**Material to process:**
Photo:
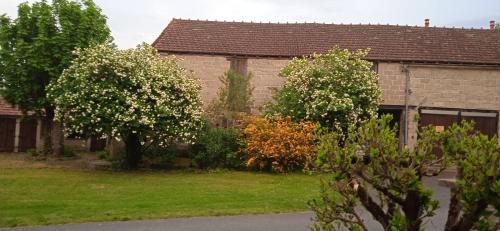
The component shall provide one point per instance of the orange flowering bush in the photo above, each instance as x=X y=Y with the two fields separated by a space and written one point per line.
x=277 y=144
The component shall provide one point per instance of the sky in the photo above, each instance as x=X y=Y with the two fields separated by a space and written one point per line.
x=136 y=21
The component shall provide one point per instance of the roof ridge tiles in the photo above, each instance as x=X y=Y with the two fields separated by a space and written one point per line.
x=284 y=39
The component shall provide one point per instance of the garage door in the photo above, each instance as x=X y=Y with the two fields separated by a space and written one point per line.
x=7 y=132
x=485 y=122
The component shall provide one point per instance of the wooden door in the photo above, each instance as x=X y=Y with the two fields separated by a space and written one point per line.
x=7 y=133
x=27 y=134
x=483 y=124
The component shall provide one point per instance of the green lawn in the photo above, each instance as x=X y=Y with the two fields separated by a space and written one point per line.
x=37 y=195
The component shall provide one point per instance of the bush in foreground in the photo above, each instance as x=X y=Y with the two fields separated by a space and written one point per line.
x=277 y=144
x=369 y=158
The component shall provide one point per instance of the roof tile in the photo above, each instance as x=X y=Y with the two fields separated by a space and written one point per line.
x=387 y=42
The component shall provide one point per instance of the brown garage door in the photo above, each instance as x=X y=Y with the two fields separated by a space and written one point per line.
x=486 y=123
x=7 y=132
x=27 y=134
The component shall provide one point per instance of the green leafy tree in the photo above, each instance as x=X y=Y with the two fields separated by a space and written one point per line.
x=369 y=169
x=336 y=89
x=135 y=95
x=37 y=46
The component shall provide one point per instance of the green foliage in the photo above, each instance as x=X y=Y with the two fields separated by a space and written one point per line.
x=33 y=152
x=337 y=89
x=161 y=157
x=217 y=148
x=287 y=103
x=369 y=158
x=68 y=152
x=233 y=96
x=103 y=155
x=478 y=180
x=135 y=94
x=37 y=46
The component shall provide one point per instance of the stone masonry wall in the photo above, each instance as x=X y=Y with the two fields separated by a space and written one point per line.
x=431 y=85
x=209 y=68
x=440 y=86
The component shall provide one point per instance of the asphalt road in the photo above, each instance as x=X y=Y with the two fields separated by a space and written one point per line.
x=276 y=222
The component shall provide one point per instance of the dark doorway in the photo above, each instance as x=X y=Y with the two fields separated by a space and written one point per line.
x=7 y=133
x=27 y=134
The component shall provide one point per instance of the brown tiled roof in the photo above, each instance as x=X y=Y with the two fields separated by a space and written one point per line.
x=387 y=42
x=8 y=110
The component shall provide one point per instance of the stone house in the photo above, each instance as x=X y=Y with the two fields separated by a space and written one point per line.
x=20 y=133
x=444 y=74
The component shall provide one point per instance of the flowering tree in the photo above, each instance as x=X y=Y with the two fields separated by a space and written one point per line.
x=135 y=95
x=336 y=89
x=37 y=46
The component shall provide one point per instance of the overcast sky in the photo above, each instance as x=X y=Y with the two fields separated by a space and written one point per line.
x=135 y=21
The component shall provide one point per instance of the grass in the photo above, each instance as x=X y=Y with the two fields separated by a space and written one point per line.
x=32 y=193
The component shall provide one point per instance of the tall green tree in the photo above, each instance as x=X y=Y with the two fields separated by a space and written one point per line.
x=37 y=46
x=336 y=89
x=135 y=95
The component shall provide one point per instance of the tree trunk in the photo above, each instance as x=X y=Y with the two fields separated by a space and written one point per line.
x=57 y=138
x=133 y=155
x=412 y=209
x=53 y=134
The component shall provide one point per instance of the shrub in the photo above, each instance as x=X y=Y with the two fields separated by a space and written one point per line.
x=68 y=152
x=277 y=144
x=103 y=155
x=217 y=148
x=368 y=168
x=160 y=156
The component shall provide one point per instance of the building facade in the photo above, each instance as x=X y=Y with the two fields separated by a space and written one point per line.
x=443 y=74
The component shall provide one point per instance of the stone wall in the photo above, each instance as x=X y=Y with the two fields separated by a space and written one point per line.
x=209 y=68
x=443 y=86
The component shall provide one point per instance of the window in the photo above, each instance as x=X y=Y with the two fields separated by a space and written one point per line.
x=375 y=67
x=238 y=65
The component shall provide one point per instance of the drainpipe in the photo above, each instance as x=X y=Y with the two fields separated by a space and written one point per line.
x=405 y=68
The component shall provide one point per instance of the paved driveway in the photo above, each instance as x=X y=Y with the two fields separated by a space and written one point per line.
x=276 y=222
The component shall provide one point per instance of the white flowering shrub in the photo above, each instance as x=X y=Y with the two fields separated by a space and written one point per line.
x=135 y=95
x=337 y=89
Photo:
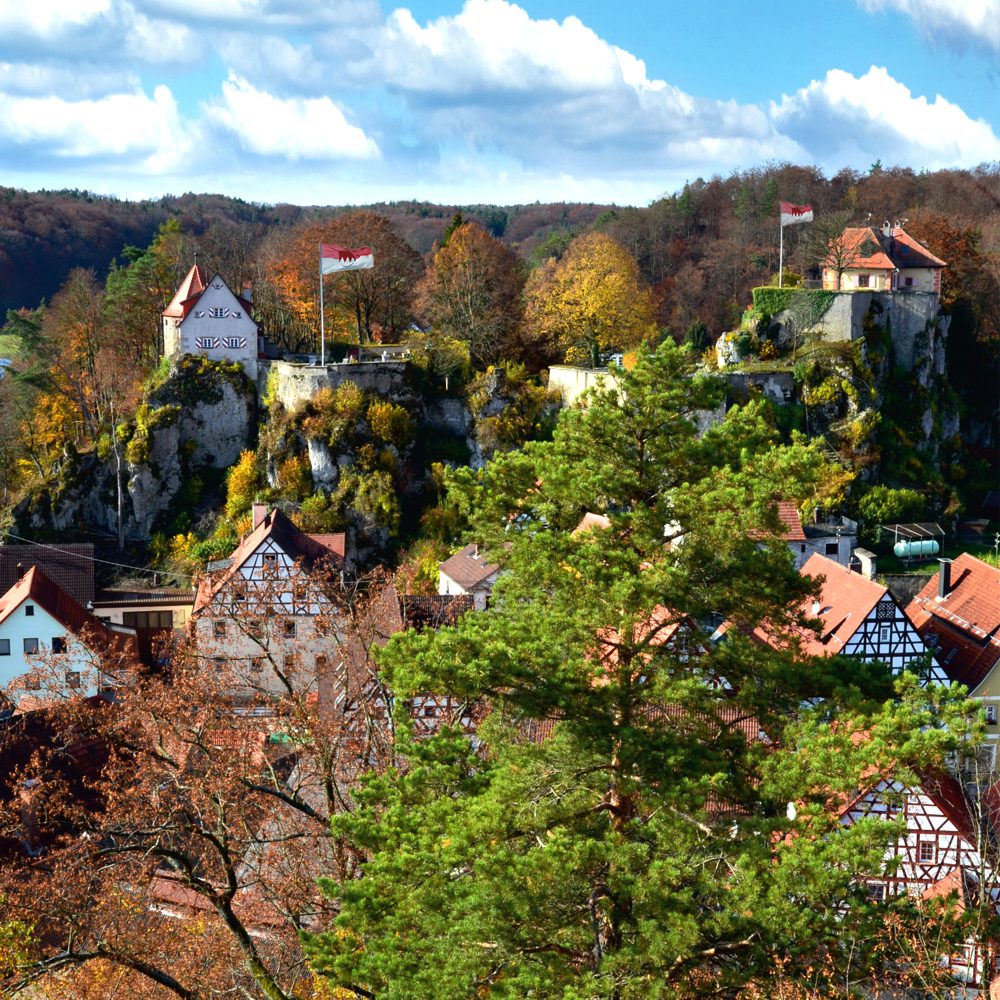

**What to work on:**
Please write out all of the records above word for word, leaving out the pictures.

**Exercise answer:**
Photo:
The component shall provide one point per instance of the orange flowering bush in the photo above, each instance as x=X y=Y with the two fields separated by a space and written one point per line.
x=277 y=144
The component shall provide one point per instance of the sky in the photo above, each instance as x=X y=Y with the two fields separated by a space and written one point per line.
x=136 y=21
The component shall provide one point per instance of the roof ridge tiles in the photo above, each instance as x=X y=Y with the two fields separated by a space and written one point per line.
x=284 y=39
The component shall provide one point per instance of the garage door in the photo above, each instance as x=X y=Y with the two fields separated by a space and written one point per line.
x=7 y=132
x=485 y=122
The component shall provide one point per instance of the wooden door in the photo above, each instance as x=X y=Y with the two fields separated by a space and written one point per line.
x=7 y=133
x=27 y=134
x=483 y=124
The component shall provide one point per instance of the green lawn in the photo above, each instance as x=X y=Y with the two fields separated by a space and written one point per line.
x=37 y=195
The component shall provide one point per instance of the bush in foreground in the photo above, each instance as x=X y=Y with the two fields separated by a space and written one point per line.
x=277 y=144
x=369 y=158
The component shall provide one point per instance of the roof tile in the photo above, each instance as x=X y=Y with the two fields separated by a space and written one point per line.
x=387 y=42
The component shall provide one point per instance of the brown garage door in the photo above, each instance as x=X y=Y with the two fields separated by a space and written one point per line.
x=486 y=123
x=7 y=132
x=27 y=134
The component shall provide one point per instance of the green leafy tree in the photo above, each instance as x=X y=Y with the two fields separated by a space and written one point per line.
x=369 y=169
x=336 y=89
x=135 y=95
x=37 y=46
The component shall provide one point per instance of the green foliage in the photo above, each instance as x=X y=Y with the two fields separated by a space and written one point per line.
x=33 y=152
x=337 y=89
x=161 y=157
x=217 y=148
x=287 y=103
x=369 y=158
x=68 y=152
x=233 y=96
x=103 y=155
x=478 y=180
x=135 y=94
x=37 y=46
The component shall provide one point per instance of the stone masonry wall in the photo above, each instance as x=X y=Y with the two fields separated by a space and written one point per line.
x=431 y=85
x=209 y=68
x=440 y=86
The component shall provide one point per instance of the asphalt road in the photo above, each instance as x=X y=Y with the two fields separated by a space and written one point per line.
x=276 y=222
The component shall provide one point per instance of the dark doorway in the photo above, each instance as x=X y=Y with the two fields separated by a space and written one point per line.
x=7 y=133
x=27 y=134
The component shall provide one point per instance of the brown tiled roof in the photo above, each instance as x=X y=Y with the two fields separated by a space and written one point per line.
x=387 y=42
x=8 y=110
The component shall provide one point per instance of the stone house in the photo above, each instance as x=X y=Y with the two fields separated by a space and written one point per line.
x=20 y=133
x=444 y=74
The component shall provide one point per instance of the flowering tree in the photo above, each instance as x=X y=Y with the two fields separated by a space and written one point per line.
x=135 y=95
x=336 y=89
x=37 y=46
The component shall provide one point per instance of the overcast sky in the photo above, each instance as x=X y=Y with the two fields separated by a space and written one point per line.
x=135 y=21
The component shall provide one point per instance of the grass in the photo above, each instance as x=X y=Y with the two fields separated by a space and written one point per line.
x=32 y=193
The component shall provide one point per instance of the tall green tree in the photo above, each instance as x=X y=Y with the two fields separated by a space and written one point per line.
x=37 y=46
x=336 y=89
x=135 y=95
The component shall provide one point per instance of the tree trunk in the photo above, each instance as x=X y=Y with the two fields separated by a space and written one point per line.
x=57 y=138
x=133 y=155
x=412 y=209
x=53 y=134
The component shall provide one point per instance of the shrub in the photo above, each instance as x=X y=Y with the two fields separated by a space and written one point per line.
x=68 y=152
x=277 y=144
x=103 y=155
x=217 y=148
x=368 y=168
x=160 y=156
The component shall provide one point per instance of the building facade in the photo above, each instance as x=X y=Y with the two fields separated by a space and written one point per line.
x=443 y=74
The component shall provide one point per instance of the stone wall in the photo above, each instance as x=X y=Y with the two fields separated by a space and written one point per line.
x=209 y=68
x=443 y=86
The component shall provide one point per instance of the window in the photo above, each instance as x=X y=Y with the two fields separated by a space and written one point per line.
x=375 y=67
x=238 y=65
The component shall provide one point per instance of the drainpipe in the photo above, each instance as x=X y=Y with the two fields separated by a space and written one point per line.
x=405 y=68
The component shall provide one point per instance of the paved driveway in the photo above, each instance as x=X y=Y with the two fields separated by a space and written one point per line.
x=276 y=222
The component shall provide one point per instance of the white flowering shrub in the photo above, each instance as x=X y=Y with the two fields separated by a space and written one point per line.
x=135 y=95
x=337 y=89
Photo:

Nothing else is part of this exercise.